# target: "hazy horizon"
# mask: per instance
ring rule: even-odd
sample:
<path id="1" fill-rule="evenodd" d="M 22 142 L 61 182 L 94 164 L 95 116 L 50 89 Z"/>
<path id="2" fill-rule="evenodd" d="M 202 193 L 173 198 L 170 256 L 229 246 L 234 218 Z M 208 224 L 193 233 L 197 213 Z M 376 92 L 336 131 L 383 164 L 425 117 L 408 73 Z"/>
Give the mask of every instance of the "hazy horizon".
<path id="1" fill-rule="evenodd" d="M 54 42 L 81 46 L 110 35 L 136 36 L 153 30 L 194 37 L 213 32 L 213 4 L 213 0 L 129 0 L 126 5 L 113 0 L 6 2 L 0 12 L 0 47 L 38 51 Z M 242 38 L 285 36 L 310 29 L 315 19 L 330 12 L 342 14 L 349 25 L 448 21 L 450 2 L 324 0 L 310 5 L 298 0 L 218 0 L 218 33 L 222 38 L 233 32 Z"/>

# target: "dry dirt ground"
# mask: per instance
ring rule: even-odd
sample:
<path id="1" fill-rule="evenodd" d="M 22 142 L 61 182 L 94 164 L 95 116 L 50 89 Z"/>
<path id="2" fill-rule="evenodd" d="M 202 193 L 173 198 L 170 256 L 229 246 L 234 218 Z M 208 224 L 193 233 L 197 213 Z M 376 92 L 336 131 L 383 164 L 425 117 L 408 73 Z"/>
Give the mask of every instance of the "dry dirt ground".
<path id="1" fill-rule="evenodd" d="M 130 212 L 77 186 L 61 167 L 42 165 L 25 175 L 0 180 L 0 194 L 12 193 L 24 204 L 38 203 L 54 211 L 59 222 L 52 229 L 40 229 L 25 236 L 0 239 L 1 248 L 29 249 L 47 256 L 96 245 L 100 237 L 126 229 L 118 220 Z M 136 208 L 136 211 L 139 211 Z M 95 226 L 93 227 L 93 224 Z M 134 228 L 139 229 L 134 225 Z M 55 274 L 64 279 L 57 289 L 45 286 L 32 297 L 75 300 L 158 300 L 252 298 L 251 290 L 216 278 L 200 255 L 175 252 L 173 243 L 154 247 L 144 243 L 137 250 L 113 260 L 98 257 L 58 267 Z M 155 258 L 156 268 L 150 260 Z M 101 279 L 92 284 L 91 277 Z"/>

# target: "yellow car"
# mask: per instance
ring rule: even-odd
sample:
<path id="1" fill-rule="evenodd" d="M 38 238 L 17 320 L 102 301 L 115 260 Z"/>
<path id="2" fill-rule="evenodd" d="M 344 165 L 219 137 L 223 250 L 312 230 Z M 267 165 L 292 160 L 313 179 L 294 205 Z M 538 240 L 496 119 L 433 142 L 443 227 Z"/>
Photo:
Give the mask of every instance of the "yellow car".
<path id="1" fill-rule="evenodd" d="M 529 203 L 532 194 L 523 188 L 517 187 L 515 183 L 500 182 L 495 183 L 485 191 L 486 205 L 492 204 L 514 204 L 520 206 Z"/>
########
Write out the full listing exactly as given.

### ANSWER AREA
# target: "hazy horizon"
# mask: per instance
ring rule: even-odd
sample:
<path id="1" fill-rule="evenodd" d="M 22 142 L 61 182 L 94 164 L 95 116 L 50 89 Z"/>
<path id="2" fill-rule="evenodd" d="M 202 193 L 173 198 L 170 256 L 229 246 L 234 218 Z M 208 224 L 193 233 L 197 213 Z M 376 92 L 336 131 L 383 164 L 425 117 L 408 73 Z"/>
Give the mask of every instance of the "hazy horizon".
<path id="1" fill-rule="evenodd" d="M 54 42 L 81 46 L 110 35 L 136 36 L 153 30 L 194 37 L 213 32 L 213 4 L 213 0 L 129 0 L 126 5 L 113 0 L 6 2 L 0 12 L 0 47 L 38 51 Z M 242 38 L 285 36 L 310 29 L 315 19 L 330 12 L 342 14 L 349 25 L 448 21 L 450 2 L 324 0 L 310 5 L 298 0 L 218 0 L 218 33 L 222 38 L 233 32 Z"/>

# target: "dry dirt ground"
# mask: per instance
ring rule: even-odd
sample:
<path id="1" fill-rule="evenodd" d="M 22 142 L 61 182 L 94 164 L 95 116 L 50 89 Z"/>
<path id="2" fill-rule="evenodd" d="M 202 193 L 173 198 L 170 256 L 229 246 L 234 218 Z M 208 224 L 193 233 L 197 213 Z M 376 92 L 336 131 L 383 164 L 425 117 L 408 73 Z"/>
Give the mask of every instance of the "dry dirt ground".
<path id="1" fill-rule="evenodd" d="M 130 212 L 77 186 L 61 167 L 42 165 L 25 175 L 0 180 L 0 194 L 12 193 L 24 204 L 38 203 L 54 211 L 59 222 L 52 229 L 40 229 L 25 236 L 0 239 L 1 248 L 29 249 L 47 256 L 96 245 L 100 237 L 126 229 L 118 220 Z M 136 208 L 136 211 L 139 211 Z M 95 226 L 93 227 L 93 224 Z M 134 228 L 139 229 L 134 225 Z M 55 274 L 64 279 L 57 289 L 45 286 L 32 297 L 75 300 L 158 300 L 252 298 L 251 290 L 216 278 L 200 255 L 175 252 L 173 243 L 154 247 L 144 243 L 137 250 L 113 260 L 98 257 L 58 267 Z M 155 258 L 156 268 L 150 260 Z M 101 279 L 92 284 L 91 277 Z"/>

# target: "yellow car"
# mask: per instance
ring rule: even-odd
sample:
<path id="1" fill-rule="evenodd" d="M 38 238 L 17 320 L 102 301 L 115 260 Z"/>
<path id="2" fill-rule="evenodd" d="M 344 165 L 219 137 L 223 250 L 312 230 Z M 267 165 L 292 160 L 313 179 L 294 205 Z M 538 240 L 496 119 L 433 142 L 443 227 Z"/>
Photo:
Give the mask of every instance of the "yellow car".
<path id="1" fill-rule="evenodd" d="M 529 203 L 532 194 L 523 188 L 517 187 L 515 183 L 500 182 L 495 183 L 485 191 L 486 205 L 492 204 L 514 204 L 520 206 Z"/>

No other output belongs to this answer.